▽

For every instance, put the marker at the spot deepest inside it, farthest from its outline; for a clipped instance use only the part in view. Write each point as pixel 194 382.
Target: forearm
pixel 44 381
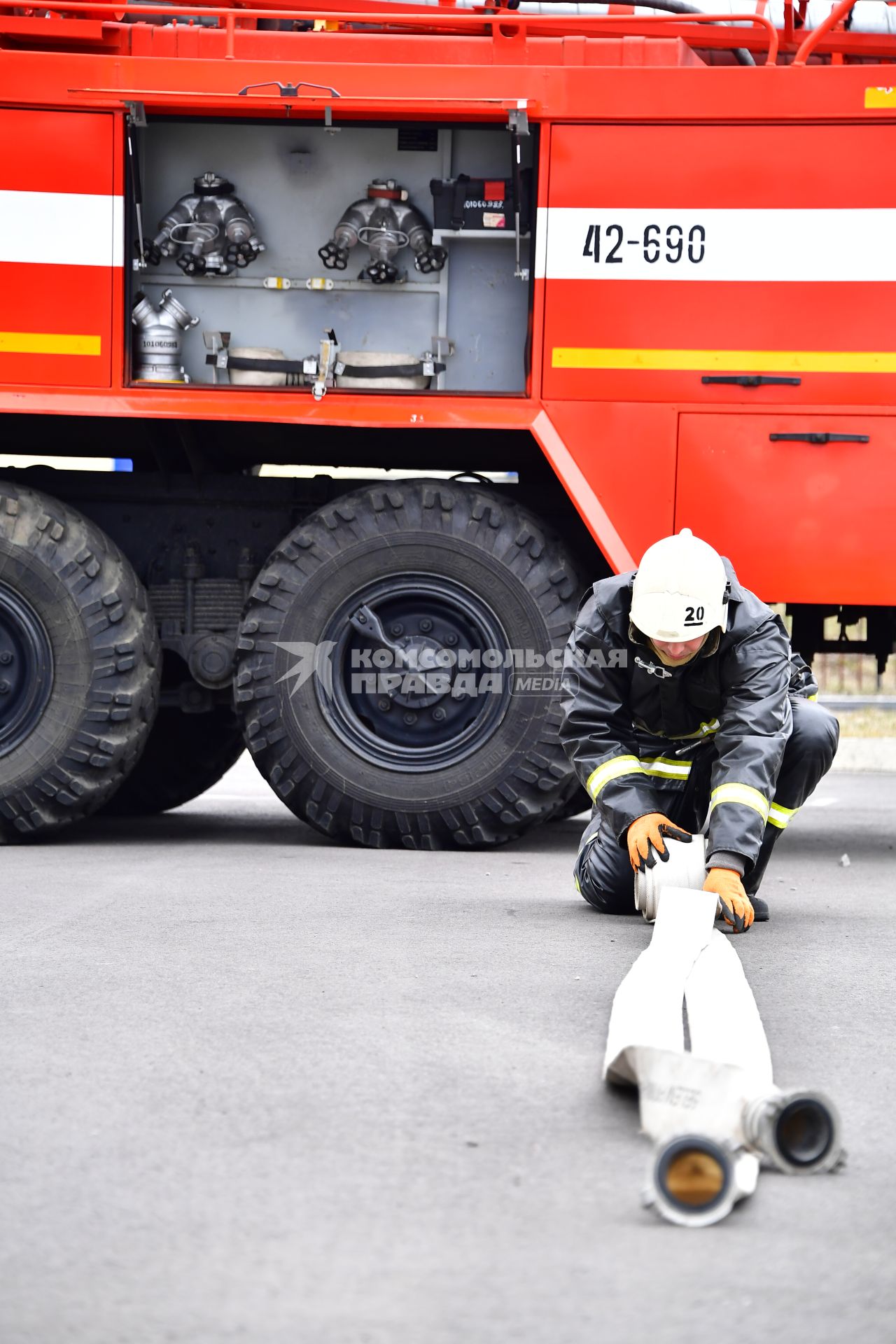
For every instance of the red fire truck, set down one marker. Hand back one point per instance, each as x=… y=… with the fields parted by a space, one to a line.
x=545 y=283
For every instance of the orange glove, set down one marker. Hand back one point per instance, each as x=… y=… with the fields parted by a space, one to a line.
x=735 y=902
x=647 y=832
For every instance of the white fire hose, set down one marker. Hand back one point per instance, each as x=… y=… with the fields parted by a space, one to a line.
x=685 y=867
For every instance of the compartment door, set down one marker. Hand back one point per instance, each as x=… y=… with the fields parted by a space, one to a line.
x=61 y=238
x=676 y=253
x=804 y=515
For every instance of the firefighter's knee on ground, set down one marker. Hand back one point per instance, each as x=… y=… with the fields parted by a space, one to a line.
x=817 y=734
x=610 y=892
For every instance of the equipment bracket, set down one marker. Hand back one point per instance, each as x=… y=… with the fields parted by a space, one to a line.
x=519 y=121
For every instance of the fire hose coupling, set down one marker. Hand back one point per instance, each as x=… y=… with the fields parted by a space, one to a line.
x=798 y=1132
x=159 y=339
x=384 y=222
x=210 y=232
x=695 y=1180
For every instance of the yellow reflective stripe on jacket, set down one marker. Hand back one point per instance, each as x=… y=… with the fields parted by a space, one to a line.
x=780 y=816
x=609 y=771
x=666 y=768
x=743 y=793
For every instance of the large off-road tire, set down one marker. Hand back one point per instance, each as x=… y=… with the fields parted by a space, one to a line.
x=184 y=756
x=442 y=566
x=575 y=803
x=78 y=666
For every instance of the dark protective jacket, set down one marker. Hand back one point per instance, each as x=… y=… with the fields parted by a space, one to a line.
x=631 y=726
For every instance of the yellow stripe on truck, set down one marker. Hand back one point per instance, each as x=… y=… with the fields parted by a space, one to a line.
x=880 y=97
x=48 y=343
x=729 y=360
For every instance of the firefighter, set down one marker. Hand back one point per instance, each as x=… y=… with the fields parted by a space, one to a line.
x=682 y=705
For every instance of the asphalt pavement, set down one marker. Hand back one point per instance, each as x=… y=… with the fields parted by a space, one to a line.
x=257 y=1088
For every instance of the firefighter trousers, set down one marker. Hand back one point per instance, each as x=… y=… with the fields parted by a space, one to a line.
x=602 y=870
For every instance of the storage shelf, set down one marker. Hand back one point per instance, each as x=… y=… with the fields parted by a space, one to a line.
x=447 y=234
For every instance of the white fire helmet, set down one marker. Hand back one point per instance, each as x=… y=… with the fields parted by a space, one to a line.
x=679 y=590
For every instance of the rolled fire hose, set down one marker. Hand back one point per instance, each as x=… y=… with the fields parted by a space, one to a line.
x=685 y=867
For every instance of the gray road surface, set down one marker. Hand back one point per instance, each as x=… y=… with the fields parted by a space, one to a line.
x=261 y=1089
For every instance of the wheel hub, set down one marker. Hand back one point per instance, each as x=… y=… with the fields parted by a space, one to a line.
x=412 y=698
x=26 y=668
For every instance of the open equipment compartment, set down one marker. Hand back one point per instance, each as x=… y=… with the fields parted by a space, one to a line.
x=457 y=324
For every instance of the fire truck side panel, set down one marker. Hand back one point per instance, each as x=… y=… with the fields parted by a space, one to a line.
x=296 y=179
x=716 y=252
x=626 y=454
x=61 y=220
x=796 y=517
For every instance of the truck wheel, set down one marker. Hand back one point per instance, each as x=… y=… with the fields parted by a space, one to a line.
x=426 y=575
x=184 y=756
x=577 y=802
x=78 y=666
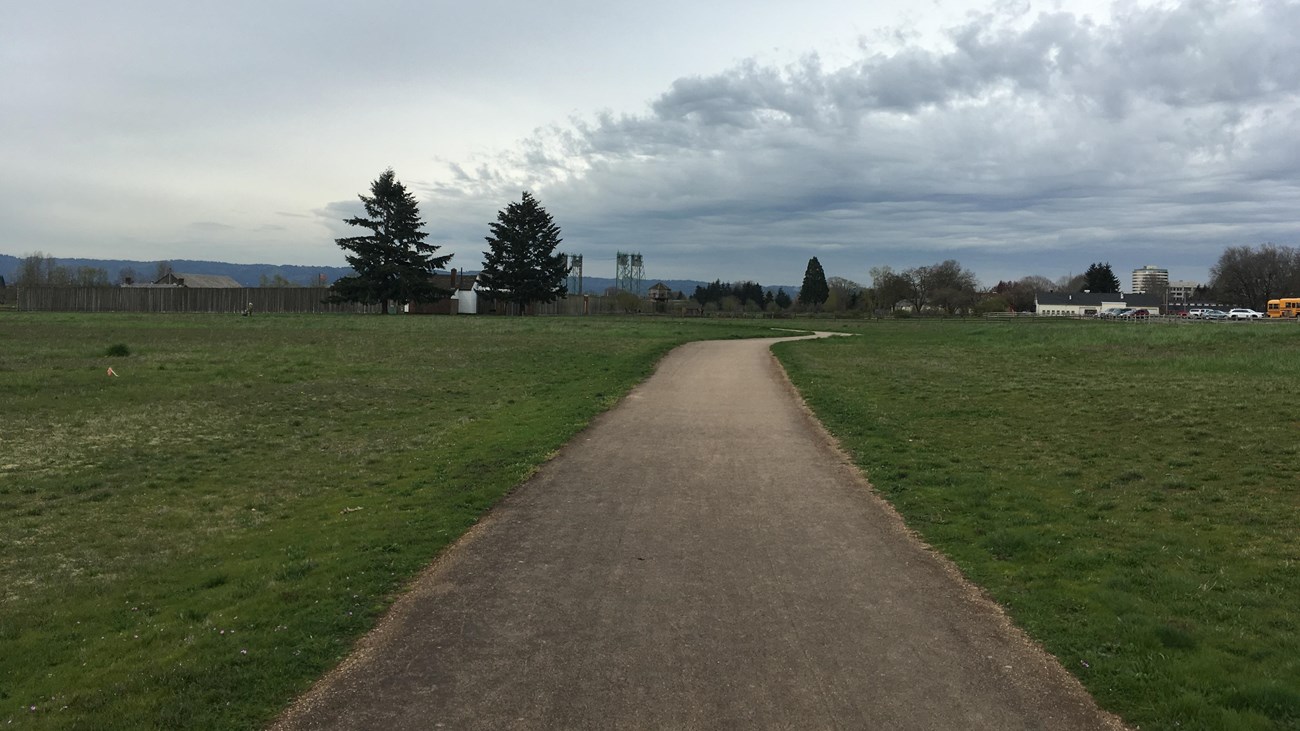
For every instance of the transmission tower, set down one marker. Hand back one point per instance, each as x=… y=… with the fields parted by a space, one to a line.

△
▽

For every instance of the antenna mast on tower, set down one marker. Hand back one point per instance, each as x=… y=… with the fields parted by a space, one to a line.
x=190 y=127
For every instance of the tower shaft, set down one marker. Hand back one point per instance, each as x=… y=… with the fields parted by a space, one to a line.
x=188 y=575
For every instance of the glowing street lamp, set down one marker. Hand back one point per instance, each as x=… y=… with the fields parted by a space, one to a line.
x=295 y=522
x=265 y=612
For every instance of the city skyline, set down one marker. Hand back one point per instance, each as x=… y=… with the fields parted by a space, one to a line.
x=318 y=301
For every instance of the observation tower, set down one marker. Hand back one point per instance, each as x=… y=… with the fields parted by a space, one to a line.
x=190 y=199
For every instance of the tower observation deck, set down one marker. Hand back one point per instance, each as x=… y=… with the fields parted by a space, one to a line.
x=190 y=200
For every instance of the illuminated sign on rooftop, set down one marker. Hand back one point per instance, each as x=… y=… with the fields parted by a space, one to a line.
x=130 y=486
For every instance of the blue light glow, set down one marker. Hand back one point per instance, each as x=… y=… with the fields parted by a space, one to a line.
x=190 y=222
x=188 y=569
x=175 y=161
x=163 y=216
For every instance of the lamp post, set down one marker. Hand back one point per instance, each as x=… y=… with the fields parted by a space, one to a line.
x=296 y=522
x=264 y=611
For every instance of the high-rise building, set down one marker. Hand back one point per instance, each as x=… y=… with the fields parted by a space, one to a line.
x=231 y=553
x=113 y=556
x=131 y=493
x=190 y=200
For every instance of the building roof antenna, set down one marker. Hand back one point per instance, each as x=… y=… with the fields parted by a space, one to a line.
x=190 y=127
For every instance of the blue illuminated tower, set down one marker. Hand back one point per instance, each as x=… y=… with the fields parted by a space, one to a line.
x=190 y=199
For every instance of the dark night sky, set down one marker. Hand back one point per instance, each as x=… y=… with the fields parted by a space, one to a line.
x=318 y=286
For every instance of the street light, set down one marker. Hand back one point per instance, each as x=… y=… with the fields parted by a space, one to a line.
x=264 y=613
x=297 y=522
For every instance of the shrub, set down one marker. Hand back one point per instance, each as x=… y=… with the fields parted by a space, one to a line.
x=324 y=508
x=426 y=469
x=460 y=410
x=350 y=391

△
▽

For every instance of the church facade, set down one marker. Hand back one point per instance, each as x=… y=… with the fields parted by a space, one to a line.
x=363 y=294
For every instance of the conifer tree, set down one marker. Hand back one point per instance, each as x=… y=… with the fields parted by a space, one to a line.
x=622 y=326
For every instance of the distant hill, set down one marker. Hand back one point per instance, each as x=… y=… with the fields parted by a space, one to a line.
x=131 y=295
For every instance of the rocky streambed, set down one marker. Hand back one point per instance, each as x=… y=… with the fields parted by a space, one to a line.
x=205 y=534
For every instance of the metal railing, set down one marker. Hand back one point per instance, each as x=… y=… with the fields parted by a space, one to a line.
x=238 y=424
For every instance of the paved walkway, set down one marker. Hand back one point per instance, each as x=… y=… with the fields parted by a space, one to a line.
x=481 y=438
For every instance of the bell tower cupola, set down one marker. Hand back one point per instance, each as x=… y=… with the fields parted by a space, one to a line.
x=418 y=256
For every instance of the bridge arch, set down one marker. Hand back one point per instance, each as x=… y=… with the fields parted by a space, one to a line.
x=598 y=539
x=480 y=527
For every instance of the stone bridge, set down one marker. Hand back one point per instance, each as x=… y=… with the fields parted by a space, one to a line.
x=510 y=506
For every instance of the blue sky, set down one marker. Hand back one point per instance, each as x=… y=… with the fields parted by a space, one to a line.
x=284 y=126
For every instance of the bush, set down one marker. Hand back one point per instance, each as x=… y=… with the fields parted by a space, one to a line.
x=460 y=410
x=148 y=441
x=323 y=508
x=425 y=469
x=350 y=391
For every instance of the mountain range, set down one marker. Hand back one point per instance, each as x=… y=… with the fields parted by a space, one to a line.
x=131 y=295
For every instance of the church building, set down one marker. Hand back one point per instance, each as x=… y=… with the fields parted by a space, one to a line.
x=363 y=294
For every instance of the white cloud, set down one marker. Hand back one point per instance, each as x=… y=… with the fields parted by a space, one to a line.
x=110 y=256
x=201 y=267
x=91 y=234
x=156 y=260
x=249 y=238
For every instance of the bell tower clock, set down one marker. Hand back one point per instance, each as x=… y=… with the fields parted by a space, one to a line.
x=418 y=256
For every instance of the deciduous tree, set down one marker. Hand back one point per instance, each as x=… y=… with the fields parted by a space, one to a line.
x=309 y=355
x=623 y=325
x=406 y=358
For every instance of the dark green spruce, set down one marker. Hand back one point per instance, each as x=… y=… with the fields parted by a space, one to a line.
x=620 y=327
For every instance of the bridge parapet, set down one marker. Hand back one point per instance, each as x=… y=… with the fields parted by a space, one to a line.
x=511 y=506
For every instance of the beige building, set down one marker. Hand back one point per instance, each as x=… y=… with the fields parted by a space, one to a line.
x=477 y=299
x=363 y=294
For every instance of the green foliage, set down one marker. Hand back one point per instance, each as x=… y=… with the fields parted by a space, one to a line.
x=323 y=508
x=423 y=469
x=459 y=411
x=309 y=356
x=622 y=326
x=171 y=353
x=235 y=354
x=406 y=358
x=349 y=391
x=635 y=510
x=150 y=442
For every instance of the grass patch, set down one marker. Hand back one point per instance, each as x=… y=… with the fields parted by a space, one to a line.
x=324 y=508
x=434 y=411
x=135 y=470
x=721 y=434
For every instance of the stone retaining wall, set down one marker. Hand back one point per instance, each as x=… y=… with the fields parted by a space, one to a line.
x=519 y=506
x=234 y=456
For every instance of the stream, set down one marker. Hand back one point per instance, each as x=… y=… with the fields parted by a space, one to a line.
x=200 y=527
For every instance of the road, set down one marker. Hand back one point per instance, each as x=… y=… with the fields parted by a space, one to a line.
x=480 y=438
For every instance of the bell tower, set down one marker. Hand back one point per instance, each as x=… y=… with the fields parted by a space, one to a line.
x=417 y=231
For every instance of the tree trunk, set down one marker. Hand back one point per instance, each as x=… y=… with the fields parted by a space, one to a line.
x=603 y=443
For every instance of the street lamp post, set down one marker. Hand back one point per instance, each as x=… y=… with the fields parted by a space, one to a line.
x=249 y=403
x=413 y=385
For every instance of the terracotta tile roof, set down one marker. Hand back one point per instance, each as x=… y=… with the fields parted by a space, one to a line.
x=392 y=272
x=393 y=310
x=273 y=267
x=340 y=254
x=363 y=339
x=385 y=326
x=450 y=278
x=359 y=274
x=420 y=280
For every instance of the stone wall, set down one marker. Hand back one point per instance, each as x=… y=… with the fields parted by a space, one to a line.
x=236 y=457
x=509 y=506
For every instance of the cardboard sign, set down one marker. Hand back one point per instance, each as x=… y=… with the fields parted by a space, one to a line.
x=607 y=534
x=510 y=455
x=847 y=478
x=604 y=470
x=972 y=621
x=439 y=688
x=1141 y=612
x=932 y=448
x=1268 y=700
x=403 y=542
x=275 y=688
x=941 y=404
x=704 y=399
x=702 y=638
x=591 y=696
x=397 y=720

△

> Exercise directions
Rewrite the data from the line with "For every instance of the firefighter, set" to the line with "x=602 y=870", both included, keeping every line and shifting each coordinate by adding 21 to it.

> The response
For every instance of the firefighter, set down one marker. Hand back one point per instance, each as x=… y=… with the fields parted by a space, one to a line.
x=703 y=726
For every instance of the asphalt pavement, set down one marker. Hand back one point per instance, each as x=… y=… with the fields parted by a space, one to a line.
x=278 y=1109
For every instance of the firefighter trousers, set down one marker. Hand back one point per instance, each as x=… y=… with the fields parted by a space, one to a line.
x=623 y=891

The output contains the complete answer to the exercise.